> _TASK TO COMPLETE_
Set out exactly every line of the entries below, starting at the line that holds "Target: car tire" and stopping after the line that holds "Target: utility pole".

(Dataset entries)
Segment Open

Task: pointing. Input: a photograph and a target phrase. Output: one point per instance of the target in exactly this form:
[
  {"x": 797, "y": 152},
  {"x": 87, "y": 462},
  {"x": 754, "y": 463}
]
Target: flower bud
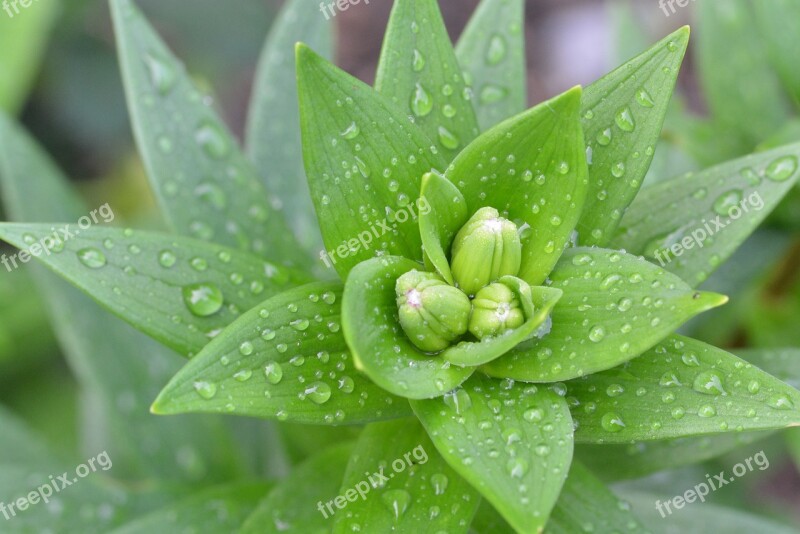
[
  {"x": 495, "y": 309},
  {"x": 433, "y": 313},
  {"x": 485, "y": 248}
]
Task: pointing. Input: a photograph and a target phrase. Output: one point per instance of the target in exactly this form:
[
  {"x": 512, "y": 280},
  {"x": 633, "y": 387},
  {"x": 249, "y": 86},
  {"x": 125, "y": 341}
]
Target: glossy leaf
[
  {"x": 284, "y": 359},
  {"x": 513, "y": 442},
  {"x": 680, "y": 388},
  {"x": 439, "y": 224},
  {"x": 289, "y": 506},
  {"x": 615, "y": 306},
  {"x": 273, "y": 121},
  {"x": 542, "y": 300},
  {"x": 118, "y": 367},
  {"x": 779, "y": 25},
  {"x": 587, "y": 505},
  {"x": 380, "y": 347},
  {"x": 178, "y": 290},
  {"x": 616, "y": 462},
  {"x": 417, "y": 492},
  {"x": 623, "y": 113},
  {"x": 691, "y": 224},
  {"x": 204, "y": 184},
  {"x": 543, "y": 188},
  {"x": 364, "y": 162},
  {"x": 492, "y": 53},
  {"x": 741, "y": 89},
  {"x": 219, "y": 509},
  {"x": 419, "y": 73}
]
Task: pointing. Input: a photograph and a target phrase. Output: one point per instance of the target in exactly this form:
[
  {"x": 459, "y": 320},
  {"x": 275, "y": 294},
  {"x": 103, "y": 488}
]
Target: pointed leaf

Segment Closed
Segment Open

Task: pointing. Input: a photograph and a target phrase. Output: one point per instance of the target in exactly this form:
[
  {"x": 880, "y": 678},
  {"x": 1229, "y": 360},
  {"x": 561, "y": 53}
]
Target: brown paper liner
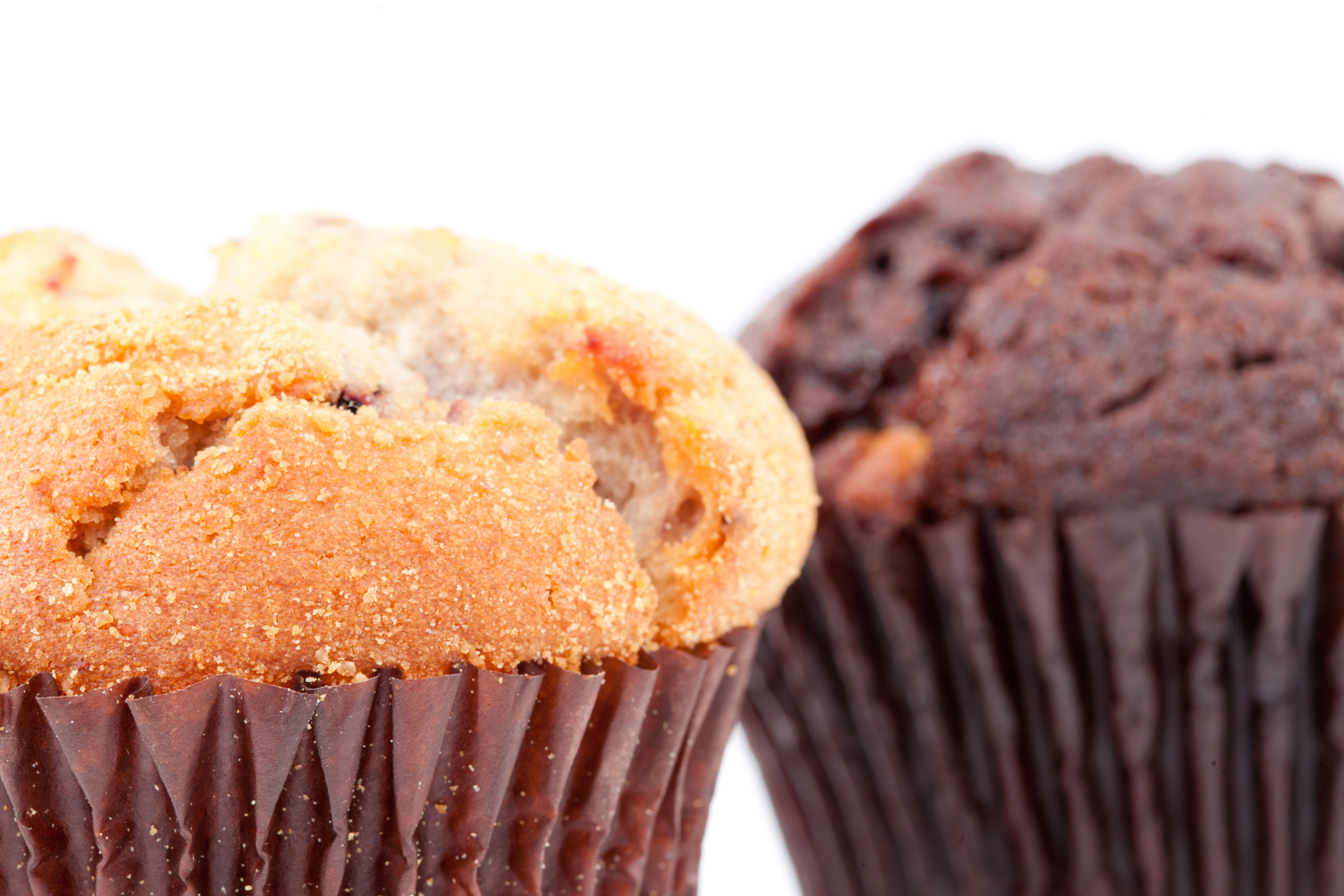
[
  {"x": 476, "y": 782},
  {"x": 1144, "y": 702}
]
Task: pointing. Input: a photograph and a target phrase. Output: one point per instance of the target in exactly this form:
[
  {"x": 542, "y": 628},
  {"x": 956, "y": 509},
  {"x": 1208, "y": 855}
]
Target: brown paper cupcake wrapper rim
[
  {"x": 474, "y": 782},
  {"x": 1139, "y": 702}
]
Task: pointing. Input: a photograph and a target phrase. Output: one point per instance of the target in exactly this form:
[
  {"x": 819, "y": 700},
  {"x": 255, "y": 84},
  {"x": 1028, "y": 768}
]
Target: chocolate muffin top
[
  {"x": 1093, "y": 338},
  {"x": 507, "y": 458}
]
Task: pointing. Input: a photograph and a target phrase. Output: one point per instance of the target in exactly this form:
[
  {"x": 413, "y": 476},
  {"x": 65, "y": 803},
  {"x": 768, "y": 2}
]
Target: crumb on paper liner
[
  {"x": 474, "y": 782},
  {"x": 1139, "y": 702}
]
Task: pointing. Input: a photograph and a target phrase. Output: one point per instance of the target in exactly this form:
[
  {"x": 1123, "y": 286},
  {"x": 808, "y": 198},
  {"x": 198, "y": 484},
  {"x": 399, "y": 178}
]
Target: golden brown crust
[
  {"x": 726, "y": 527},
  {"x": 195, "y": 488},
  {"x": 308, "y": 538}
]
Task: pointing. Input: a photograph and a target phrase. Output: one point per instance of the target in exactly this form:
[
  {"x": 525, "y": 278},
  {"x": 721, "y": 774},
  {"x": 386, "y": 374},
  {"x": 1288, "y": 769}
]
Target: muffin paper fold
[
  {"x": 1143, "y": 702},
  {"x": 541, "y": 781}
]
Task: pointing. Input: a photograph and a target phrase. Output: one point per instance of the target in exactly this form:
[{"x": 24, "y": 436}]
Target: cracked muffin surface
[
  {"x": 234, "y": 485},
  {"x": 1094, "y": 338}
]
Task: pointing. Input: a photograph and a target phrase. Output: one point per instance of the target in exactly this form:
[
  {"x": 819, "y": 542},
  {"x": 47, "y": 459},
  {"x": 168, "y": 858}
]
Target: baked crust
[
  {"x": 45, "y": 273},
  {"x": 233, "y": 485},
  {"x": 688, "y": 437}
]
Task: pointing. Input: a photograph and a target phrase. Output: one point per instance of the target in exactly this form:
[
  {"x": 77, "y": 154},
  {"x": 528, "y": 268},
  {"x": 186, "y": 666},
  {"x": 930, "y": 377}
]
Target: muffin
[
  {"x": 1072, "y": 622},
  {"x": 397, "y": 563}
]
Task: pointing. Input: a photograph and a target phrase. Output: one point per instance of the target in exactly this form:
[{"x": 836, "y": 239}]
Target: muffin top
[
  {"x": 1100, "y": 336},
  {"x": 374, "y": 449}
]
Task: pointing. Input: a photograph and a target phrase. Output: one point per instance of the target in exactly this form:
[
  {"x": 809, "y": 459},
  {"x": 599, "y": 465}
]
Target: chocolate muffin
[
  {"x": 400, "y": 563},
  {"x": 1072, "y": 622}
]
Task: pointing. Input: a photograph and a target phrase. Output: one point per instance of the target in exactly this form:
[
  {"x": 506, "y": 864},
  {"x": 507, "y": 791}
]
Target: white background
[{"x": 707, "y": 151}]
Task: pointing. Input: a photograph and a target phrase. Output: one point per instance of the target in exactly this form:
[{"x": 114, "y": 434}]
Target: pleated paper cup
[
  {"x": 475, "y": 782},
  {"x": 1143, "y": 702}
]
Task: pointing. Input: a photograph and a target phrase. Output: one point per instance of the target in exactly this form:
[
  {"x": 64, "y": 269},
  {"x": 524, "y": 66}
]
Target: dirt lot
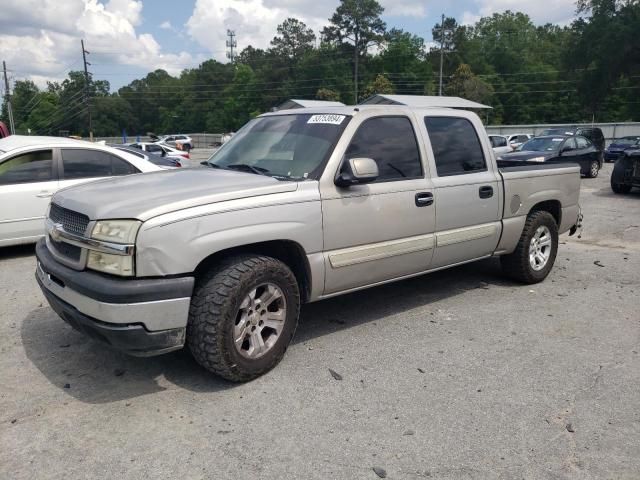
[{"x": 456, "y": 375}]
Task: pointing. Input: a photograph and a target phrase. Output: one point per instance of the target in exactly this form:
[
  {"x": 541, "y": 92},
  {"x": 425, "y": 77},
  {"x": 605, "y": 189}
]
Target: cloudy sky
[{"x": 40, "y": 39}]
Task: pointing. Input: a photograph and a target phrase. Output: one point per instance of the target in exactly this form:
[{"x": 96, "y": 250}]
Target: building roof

Segment Closed
Segment Open

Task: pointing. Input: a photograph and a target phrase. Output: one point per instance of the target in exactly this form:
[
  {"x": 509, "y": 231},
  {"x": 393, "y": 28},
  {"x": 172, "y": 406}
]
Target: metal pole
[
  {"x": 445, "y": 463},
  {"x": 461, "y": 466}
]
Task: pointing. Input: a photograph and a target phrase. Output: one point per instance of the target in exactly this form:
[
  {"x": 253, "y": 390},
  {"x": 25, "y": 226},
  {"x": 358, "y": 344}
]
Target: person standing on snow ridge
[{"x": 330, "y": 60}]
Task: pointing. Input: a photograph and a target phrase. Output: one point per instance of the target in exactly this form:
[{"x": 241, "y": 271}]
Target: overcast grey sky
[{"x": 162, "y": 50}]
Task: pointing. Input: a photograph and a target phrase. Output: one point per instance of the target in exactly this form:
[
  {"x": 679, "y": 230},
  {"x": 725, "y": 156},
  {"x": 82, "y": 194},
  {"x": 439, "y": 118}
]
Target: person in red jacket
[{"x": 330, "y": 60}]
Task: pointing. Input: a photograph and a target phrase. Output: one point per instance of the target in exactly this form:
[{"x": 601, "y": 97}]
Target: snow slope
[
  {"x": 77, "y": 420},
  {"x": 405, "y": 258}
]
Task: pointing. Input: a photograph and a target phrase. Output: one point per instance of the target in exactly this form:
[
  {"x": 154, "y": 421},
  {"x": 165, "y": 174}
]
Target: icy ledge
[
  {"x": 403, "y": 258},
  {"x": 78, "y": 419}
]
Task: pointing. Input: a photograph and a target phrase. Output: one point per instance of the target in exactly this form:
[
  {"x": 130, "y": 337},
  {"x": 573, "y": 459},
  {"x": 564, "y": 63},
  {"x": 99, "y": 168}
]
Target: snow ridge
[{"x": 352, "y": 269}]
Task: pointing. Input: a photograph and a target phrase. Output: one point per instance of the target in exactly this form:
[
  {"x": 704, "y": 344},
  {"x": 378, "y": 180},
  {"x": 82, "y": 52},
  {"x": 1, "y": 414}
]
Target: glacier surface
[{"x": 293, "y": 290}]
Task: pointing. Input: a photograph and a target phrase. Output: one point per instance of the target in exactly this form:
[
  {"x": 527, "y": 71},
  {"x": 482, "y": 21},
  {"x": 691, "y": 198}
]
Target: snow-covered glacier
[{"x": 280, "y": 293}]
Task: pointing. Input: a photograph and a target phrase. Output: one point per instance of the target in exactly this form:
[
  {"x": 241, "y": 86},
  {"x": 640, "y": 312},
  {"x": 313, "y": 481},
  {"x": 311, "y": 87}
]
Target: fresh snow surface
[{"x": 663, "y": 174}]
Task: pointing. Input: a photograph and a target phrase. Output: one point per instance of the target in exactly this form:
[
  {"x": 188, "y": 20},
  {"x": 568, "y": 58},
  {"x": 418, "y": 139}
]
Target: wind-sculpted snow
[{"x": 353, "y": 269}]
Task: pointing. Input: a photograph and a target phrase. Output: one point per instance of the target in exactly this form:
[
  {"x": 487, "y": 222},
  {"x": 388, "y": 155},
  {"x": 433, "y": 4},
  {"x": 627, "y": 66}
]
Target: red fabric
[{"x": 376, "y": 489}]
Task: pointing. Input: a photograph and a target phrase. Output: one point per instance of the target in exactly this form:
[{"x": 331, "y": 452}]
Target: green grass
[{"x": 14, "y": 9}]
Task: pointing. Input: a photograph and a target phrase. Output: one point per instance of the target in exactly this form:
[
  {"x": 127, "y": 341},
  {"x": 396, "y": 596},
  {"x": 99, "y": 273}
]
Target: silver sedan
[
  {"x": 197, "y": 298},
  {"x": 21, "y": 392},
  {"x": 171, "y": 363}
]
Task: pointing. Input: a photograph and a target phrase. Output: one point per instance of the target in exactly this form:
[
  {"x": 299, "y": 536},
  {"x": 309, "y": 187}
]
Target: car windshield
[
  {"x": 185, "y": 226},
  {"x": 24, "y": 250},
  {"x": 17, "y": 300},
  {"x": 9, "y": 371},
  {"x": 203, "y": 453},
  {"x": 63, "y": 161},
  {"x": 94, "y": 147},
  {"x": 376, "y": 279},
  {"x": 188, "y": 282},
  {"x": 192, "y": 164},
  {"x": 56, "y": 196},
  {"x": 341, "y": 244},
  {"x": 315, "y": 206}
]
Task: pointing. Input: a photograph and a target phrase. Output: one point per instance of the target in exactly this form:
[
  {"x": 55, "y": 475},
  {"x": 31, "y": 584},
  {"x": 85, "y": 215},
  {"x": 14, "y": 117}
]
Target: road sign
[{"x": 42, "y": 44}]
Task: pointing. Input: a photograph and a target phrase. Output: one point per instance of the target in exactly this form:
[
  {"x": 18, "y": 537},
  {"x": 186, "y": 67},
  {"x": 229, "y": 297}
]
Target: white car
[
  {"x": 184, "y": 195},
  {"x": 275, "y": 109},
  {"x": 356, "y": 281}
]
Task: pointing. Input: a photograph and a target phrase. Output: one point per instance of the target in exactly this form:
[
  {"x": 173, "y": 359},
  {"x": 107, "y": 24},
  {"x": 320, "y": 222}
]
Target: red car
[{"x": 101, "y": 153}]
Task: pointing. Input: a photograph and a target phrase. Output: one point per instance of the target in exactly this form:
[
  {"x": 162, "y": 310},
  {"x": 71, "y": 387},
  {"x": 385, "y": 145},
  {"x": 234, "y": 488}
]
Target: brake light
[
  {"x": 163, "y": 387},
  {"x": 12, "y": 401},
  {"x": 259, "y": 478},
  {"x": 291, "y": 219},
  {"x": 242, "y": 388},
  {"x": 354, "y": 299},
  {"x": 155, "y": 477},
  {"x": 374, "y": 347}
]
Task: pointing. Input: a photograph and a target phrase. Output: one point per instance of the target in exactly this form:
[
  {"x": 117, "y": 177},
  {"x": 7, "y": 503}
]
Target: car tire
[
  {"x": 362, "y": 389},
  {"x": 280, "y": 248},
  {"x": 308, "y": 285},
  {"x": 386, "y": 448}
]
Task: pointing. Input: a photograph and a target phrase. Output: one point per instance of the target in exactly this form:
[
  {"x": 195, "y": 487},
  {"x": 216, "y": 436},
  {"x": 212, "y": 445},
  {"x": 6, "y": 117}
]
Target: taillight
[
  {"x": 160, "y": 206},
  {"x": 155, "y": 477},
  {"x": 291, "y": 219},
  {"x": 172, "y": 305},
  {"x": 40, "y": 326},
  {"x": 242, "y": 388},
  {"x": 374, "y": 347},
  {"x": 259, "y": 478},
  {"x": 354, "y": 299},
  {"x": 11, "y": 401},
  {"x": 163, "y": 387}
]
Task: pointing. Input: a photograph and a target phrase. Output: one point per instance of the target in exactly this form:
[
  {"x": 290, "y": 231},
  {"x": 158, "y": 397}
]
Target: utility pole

Segment Closed

> _OUTPUT_
Target: car tire
[
  {"x": 362, "y": 389},
  {"x": 280, "y": 248},
  {"x": 308, "y": 285},
  {"x": 386, "y": 448}
]
Task: pointing. Input: a photograph and a target phrase. Output: one point per instance of the target in exactly this form:
[
  {"x": 195, "y": 487},
  {"x": 216, "y": 436},
  {"x": 212, "y": 445},
  {"x": 6, "y": 117}
]
Target: taillight
[
  {"x": 160, "y": 206},
  {"x": 155, "y": 477},
  {"x": 291, "y": 219},
  {"x": 172, "y": 305},
  {"x": 40, "y": 326},
  {"x": 242, "y": 388},
  {"x": 374, "y": 347},
  {"x": 259, "y": 478},
  {"x": 354, "y": 299},
  {"x": 11, "y": 401},
  {"x": 163, "y": 387}
]
Task: pointing. Input: a photograph and a target phrase. Output: one point per instance of the target in exactly this form:
[
  {"x": 290, "y": 231},
  {"x": 158, "y": 397}
]
Target: utility pole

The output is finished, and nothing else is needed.